» **SELECTION**
· · · · ·

Inhabiting the Liminal: Notes from the Spaces Beyond Hierarchy
Where hierarchy unravels, relational futures can take root.

Inhabiting the Liminal: Notes from the Spaces Beyond Hierarchy
Something's breaking down. You can feel it everywhere—in meeting rooms where people tune out regularly, in organisations wasting talent, in the exhaustion we all pretend is normal. The old structures are still there, still functioning, but the faith in them is quietly dying.
Something else is stirring in response. It's not a movement with a manifesto or a new management theory. It's more like... people remembering things. Old ways of being together. New experiments that actually work. Quiet rebellions happening in the margins.
This piece is about that in-between space—where we're in the process of letting go of what's dying without knowing exactly what's being born. I want to bring attention to what's already growing at the edges. Some of it is ancient wisdom we forgot. Some of it is brand new. All of it challenges the idea that we need someone in charge to make things work.
Let us refrain from looking for solutions (old world dying) and instead listen for signals (new world emerging). Small ones, mostly. The kind that happen in relationships, in experiments most people haven't heard of. They matter because they show us we don't have to keep building the same pyramids as it were our only given choice.

· · · · ·

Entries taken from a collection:

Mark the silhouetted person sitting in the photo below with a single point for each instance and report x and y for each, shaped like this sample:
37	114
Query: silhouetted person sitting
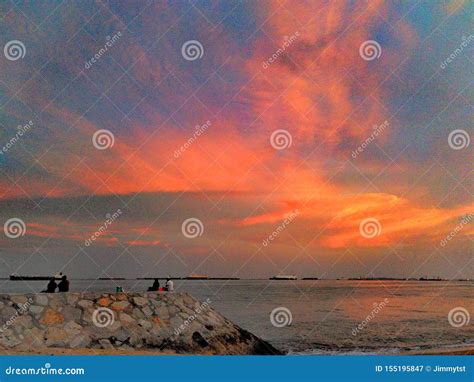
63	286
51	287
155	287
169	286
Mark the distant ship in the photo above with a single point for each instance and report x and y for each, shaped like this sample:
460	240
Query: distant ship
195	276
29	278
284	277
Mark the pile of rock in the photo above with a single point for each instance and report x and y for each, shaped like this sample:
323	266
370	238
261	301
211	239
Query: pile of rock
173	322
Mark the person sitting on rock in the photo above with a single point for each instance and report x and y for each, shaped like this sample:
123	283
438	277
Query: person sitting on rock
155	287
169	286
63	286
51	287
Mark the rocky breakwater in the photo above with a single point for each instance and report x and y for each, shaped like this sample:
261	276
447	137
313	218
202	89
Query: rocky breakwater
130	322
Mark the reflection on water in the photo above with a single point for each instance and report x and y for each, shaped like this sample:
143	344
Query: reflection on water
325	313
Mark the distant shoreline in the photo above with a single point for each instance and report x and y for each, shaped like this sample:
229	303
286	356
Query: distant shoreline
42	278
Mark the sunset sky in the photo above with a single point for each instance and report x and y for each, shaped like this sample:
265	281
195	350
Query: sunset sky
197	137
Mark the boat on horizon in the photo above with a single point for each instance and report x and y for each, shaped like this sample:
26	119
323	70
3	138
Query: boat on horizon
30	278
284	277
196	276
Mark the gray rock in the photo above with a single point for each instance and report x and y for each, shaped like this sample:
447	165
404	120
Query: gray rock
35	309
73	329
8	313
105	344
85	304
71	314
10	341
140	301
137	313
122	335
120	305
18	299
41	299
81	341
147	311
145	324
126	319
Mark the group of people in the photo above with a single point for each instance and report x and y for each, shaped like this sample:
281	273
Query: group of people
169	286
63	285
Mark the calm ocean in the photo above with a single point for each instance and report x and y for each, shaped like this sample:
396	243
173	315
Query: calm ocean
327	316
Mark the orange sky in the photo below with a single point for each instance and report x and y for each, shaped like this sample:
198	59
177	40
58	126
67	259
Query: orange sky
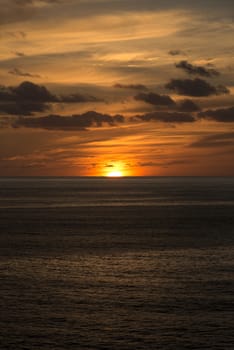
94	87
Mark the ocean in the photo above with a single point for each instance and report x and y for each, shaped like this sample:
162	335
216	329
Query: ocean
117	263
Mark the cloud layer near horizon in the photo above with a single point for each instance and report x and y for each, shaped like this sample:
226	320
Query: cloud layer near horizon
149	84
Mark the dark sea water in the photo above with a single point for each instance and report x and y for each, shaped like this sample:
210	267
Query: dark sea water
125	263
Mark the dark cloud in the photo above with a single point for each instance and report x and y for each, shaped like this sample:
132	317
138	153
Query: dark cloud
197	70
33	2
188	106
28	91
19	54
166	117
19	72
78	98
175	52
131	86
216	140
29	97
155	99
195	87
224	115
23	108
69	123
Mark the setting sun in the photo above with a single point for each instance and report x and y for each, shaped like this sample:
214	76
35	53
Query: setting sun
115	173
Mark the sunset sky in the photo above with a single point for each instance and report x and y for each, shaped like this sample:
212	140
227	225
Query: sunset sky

· · · · ·

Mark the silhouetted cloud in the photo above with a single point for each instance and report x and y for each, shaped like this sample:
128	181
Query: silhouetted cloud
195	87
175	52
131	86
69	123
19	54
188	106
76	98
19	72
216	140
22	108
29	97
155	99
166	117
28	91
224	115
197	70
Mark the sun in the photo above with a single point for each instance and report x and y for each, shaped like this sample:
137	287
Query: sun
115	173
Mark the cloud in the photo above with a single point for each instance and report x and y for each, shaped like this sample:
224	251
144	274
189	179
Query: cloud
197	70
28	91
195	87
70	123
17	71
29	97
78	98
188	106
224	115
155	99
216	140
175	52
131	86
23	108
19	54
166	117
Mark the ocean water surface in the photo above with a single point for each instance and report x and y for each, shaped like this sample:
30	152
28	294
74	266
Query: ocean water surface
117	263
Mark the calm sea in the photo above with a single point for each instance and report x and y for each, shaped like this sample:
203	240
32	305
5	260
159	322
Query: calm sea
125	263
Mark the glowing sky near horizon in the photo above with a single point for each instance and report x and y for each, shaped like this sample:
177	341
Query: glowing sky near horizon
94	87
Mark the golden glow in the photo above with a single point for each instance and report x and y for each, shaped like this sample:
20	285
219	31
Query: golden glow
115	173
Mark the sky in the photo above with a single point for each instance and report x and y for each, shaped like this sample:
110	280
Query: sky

· · · · ·

» **EXERCISE INSTRUCTIONS**
(a) How would you render this sentence from the essay on spaces beyond hierarchy in Spanish: "The old structures are still there, still functioning, but the faith in them is quietly dying."?
(b) Could you extend the essay on spaces beyond hierarchy, picking up after its final sentence?

» **ANSWERS BY TASK**
(a) Las viejas estructuras siguen ahí, siguen funcionando, pero la fe en ellas se está muriendo en silencio.

(b)
The Story We Tell Ourselves
To be blunt. We've been sold a story, and we bought it completely. It goes like this: Without hierarchy, there's chaos. Without someone in charge, everything falls apart. We need leaders and followers, bosses and workers, people who make decisions and people who follow them.
It's a compelling story because it's everywhere. We learned it in school (teacher knows, student doesn't). We live it at work (boss decides, employee complies). We see it in politics (leaders lead, citizens follow). It feels like common sense.
But what if this story persists not because it's true, but because it's useful? Useful to people at the top, obviously. But also comforting to those of us who'd rather not take responsibility for messy, collaborative decision-making. It's easier to complain about bad leadership than to figure out how to lead together.
The story has reached its expiration date, though. It is exploiting and extracting. Too many people have worked for terrible bosses, seen the ecological devastation, watched good ideas get lost in power dynamics. All while those at the top continue to expand their privileges and their wealth. We're starting to see that hierarchy isn't holding us together—it's holding us in place.
Still, we struggle to imagine alternatives. That's how stories that serve power work. They limit our imagination of what's possible.
So let me invite you to set that story down for a moment. Just temporarily. And let's look around at what's already happening in the spaces where people never asked for, or have stopped waiting for, permission to organise differently.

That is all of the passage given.